● **Written task**:
Could you lay out the stretch of lines from the very first through the one containing "426, 262, 450, 348", both included, as a Markdown table with the columns "Row" and "Line", skipping blank lines and leaving the pictures out of your answer?

● **Records provided**:
☆ ☆ ☆ ☆ ☆ ☆ ☆

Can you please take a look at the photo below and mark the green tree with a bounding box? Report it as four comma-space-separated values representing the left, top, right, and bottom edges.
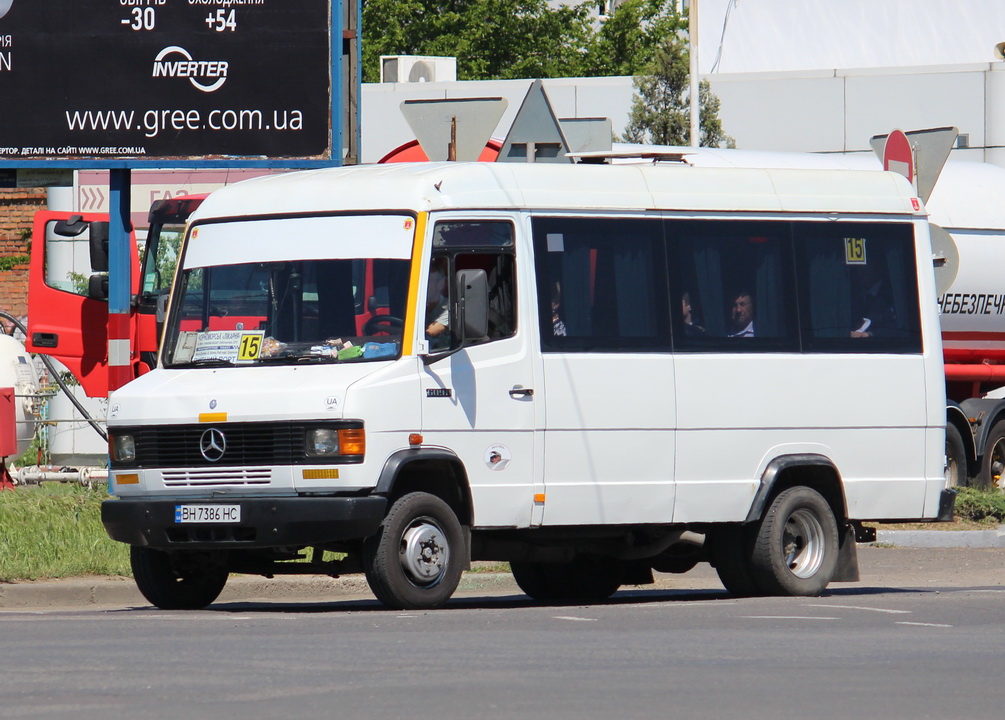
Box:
363, 0, 594, 82
585, 0, 687, 77
622, 37, 736, 148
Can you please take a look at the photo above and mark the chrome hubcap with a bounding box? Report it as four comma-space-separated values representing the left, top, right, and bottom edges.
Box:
782, 510, 824, 578
398, 518, 450, 587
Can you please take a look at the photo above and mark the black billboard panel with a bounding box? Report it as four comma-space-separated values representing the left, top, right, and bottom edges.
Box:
0, 0, 333, 163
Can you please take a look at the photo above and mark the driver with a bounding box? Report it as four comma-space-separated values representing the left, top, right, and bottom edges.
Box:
426, 262, 450, 348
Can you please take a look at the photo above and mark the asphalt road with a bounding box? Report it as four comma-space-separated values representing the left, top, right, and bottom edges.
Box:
0, 548, 1005, 720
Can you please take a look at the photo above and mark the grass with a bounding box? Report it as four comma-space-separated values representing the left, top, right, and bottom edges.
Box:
0, 483, 1005, 582
0, 483, 130, 582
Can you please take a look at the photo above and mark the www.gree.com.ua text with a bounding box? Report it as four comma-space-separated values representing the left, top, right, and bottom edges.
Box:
66, 110, 304, 138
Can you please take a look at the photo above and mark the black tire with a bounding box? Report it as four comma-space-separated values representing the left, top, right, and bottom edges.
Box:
510, 555, 626, 602
363, 493, 466, 609
977, 420, 1005, 489
751, 486, 838, 596
130, 546, 229, 610
711, 525, 764, 597
946, 423, 967, 488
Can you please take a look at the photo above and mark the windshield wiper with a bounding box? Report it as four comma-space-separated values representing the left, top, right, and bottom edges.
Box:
256, 355, 339, 365
171, 358, 236, 369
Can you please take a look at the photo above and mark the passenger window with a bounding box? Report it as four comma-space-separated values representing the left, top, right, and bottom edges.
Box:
667, 221, 798, 352
426, 220, 517, 350
794, 223, 922, 352
533, 217, 669, 352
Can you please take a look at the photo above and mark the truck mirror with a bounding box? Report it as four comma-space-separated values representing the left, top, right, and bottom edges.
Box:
90, 220, 109, 271
87, 275, 109, 300
52, 215, 90, 237
456, 269, 488, 341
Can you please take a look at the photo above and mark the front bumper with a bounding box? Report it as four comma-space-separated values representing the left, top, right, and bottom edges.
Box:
102, 496, 387, 550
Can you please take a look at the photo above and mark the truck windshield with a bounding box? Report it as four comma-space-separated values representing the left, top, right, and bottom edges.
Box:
163, 216, 414, 367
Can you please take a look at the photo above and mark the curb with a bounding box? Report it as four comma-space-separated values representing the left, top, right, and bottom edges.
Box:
0, 525, 1005, 610
0, 572, 520, 609
876, 525, 1005, 550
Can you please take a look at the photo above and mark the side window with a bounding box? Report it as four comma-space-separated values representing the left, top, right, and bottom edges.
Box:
666, 220, 798, 352
425, 220, 517, 351
533, 217, 669, 352
794, 222, 922, 352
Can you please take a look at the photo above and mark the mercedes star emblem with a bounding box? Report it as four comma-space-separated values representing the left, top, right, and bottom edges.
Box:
199, 427, 227, 463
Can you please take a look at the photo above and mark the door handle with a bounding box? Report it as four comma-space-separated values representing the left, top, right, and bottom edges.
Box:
31, 333, 59, 348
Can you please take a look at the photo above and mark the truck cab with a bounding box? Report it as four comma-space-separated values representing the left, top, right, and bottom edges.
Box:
26, 194, 206, 397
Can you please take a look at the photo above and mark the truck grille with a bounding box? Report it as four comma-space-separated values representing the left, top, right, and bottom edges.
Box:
163, 468, 272, 488
123, 422, 305, 469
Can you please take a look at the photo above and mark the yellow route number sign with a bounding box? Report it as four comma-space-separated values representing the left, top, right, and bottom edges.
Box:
844, 237, 865, 265
237, 332, 265, 360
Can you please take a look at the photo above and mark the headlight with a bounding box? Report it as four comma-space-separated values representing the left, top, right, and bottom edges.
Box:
109, 435, 136, 463
305, 427, 367, 460
307, 427, 339, 458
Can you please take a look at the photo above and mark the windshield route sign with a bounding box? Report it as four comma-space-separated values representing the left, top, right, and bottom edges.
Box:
0, 0, 331, 164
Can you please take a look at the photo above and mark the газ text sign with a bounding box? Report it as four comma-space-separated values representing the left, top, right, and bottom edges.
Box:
0, 0, 332, 162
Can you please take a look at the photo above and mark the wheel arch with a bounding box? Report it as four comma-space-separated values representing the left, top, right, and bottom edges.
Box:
744, 453, 847, 525
374, 447, 473, 526
946, 402, 972, 478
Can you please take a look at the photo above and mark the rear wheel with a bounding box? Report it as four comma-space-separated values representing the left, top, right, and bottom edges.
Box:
363, 493, 465, 609
130, 546, 229, 610
978, 421, 1005, 488
751, 486, 838, 595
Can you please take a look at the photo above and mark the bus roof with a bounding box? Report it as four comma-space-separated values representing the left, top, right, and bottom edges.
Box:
192, 163, 924, 220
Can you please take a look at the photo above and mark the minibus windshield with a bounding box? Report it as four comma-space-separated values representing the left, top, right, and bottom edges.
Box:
163, 216, 413, 368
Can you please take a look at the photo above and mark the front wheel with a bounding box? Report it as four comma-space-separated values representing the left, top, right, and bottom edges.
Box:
130, 545, 229, 610
363, 493, 465, 609
751, 486, 838, 596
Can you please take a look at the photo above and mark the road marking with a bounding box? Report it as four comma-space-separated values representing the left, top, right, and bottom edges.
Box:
743, 615, 841, 620
806, 604, 912, 615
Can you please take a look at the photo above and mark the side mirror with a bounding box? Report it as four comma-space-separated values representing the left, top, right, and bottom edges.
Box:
87, 275, 109, 300
52, 215, 90, 237
456, 269, 488, 344
90, 222, 109, 273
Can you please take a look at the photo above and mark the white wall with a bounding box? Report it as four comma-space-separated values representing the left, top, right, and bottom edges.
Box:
362, 62, 1005, 165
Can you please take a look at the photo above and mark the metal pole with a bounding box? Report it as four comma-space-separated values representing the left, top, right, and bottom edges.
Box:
109, 169, 133, 391
687, 0, 701, 148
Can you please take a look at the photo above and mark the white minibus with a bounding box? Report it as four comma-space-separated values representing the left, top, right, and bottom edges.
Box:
102, 163, 955, 608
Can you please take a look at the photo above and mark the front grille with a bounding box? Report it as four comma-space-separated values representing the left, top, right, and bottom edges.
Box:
164, 468, 272, 488
112, 421, 363, 470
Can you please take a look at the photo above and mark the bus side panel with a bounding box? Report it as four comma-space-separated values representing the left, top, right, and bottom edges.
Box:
544, 353, 676, 525
673, 354, 928, 522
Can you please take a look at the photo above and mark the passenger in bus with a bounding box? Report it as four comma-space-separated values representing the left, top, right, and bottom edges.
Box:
729, 290, 754, 338
426, 262, 450, 349
851, 261, 896, 338
680, 292, 705, 338
552, 281, 569, 338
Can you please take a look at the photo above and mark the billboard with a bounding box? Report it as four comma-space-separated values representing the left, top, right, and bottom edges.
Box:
0, 0, 342, 165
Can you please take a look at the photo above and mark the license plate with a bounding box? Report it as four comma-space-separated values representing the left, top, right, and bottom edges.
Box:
175, 505, 241, 523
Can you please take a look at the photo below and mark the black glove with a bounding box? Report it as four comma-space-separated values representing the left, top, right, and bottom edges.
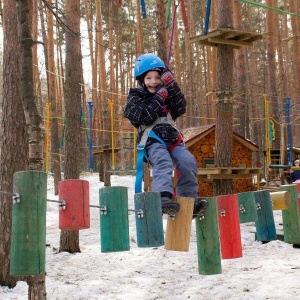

☆ ☆ ☆ ☆ ☆ ☆ ☆

● **Completed exercise**:
| Row | Line |
|---|---|
| 1 | Can you please take a look at the photo below and mark the green tree with a bounding box? Report it as four comma-space-separated values representing the left, top, right, and bottom edges. |
| 2 | Box: |
| 3 | 363, 0, 594, 82 |
| 4 | 585, 0, 687, 77 |
| 5 | 622, 37, 736, 148 |
| 6 | Can you please take a look at the photo above and mark the chrome hubcap with a bounding box? Report it as four comma-space-separated values representing the left, top, right, and bottom edges. |
| 7 | Box: |
| 8 | 782, 510, 824, 578 |
| 9 | 398, 518, 450, 587 |
| 10 | Can you please take a look at the photo above and mark the black billboard panel with a bounding box? Report it as four comma-space-separated values representing the left, top, right, and bottom edges. |
| 11 | Box: |
| 12 | 0, 0, 333, 163 |
| 13 | Can you please take a look at the photo above and mark the driver with a bounding box? Report it as four comma-space-separated values representing the left, top, right, and bottom edges. |
| 14 | Box: |
| 15 | 426, 262, 450, 348 |